Would you set down every entry again, exactly as written?

DATA FOR PROCESSING:
☆ ☆ ☆ ☆ ☆
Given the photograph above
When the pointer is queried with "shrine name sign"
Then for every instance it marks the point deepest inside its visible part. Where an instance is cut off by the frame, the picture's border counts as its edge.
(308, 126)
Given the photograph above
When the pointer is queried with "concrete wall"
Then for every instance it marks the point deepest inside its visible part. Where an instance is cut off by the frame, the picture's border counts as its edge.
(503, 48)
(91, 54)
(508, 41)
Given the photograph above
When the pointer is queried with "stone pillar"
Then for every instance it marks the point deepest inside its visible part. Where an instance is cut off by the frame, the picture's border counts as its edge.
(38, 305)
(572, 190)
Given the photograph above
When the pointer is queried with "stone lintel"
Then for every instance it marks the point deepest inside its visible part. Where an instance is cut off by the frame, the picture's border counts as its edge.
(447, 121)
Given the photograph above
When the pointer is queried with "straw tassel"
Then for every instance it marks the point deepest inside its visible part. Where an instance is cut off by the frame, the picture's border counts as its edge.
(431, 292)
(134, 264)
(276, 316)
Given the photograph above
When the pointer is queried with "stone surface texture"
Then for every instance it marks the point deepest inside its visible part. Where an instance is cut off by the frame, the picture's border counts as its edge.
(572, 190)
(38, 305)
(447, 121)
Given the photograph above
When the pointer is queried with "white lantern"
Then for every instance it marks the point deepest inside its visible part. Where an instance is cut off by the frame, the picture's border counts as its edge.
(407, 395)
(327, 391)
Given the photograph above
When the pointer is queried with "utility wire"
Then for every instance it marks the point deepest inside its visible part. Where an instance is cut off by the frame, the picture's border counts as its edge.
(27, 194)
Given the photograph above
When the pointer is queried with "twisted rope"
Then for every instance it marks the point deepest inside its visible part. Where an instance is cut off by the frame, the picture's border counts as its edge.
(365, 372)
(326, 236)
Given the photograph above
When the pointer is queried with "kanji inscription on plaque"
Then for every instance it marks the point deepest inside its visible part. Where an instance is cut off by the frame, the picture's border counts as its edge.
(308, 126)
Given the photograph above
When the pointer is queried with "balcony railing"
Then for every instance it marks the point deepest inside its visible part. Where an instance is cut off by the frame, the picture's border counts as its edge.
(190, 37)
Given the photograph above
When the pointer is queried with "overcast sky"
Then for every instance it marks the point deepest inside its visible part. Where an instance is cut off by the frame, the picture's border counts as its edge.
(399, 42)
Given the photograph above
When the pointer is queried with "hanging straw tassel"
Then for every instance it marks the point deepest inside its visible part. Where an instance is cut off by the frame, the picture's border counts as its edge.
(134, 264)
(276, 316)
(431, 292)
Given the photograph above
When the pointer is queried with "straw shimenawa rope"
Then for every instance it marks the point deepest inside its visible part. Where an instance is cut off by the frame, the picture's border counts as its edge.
☆ ☆ ☆ ☆ ☆
WRITTEN SOLUTION:
Given the photograph above
When the pointer is queried with "shrine name sign"
Then for every instance it marks the point deepest inside its visible part. Where an instance is cut off by the frame, the picture's border counts as its edge.
(308, 126)
Given the photograph above
When the pointer is queried with "concrete wall"
Then for every instance it marks the point deepest inside its visible part. Where an instance is cut off by the frame, the picture's border counts as its edge.
(503, 48)
(91, 54)
(508, 41)
Given the photograph above
When the pointer is queried with "stone pillar"
Then for every instance it marks the point deepest inside its visible part. Where an instance is cut off by the frame, the picture's border counts as its edge.
(38, 305)
(572, 190)
Given the photograph above
When the pointer is queried with "stone lintel"
Then for every instance it marks the point deepest inside its visible part. Where an instance is cut off by the frame, the picture's border counts as its edge.
(447, 121)
Given the photograph above
When the pointer is queried with "straw tassel"
Then for every instance it marks the point deepest inside its visible part. Where an instance is cut off by the frame, the picture's border counts as its edge.
(431, 292)
(134, 264)
(276, 316)
Given the photograph above
When the pointer is queried with "stone surface texture"
Then for every instance it marks the point deepest inside its visible part. Where an instance is cut off by the frame, the picture's border counts as its edge.
(572, 190)
(38, 305)
(447, 121)
Given the photograph above
When the pointer is queried with "white lantern"
Then for every instance it marks the point deepest inside its visible part. Where an instance is cut off by the frame, the picture's border counts as its edge.
(407, 395)
(327, 391)
Given the photograph above
When the pointer is queried with "utility wire"
Then for every instance it marks the point deepest inside its visible part. Where an instance is cut off by the frame, the picture's border counts as its edge.
(27, 194)
Given the photograph above
When the pointer is queried with "twisted rope"
Then for every instance it marks the point deepest inside its visible part. Where an instance is cut off by the frame, the picture's border counts as its edge.
(365, 372)
(326, 236)
Given the photograph above
When the pointer is queried with "kanji inscription on plaque"
Then for every instance it marks the point deepest inside its visible part. Where an instance is cut off by the frame, the picture's border counts as its edge.
(308, 126)
Given the photograph above
When the pointer is queried with "balcony railing"
Then for every instance it marks the point deepest inside its visible part. Where an instance is cut off by the frame, the picture's border counts as its edge.
(190, 37)
Given the photograph above
When the pointer is queried with "overcast sky"
Then for every instance it marks the point deepest inside its visible part. Where an instance is cut off by the frame, the picture's border counts as its edge.
(399, 42)
Given the photograph above
When the pointer is queried with "hanging straw tassel"
Then for every instance it marks the point deepest inside its visible part. Where an instance is cut off by the frame, the picture's border counts as its edge.
(134, 264)
(276, 316)
(431, 292)
Given the photograph above
When the pointer is queried with "straw shimenawa rope"
Then for every instance it marks the point deepest inside its visible part. Where an instance is cut off by the frame, the picture's border counts as its edge.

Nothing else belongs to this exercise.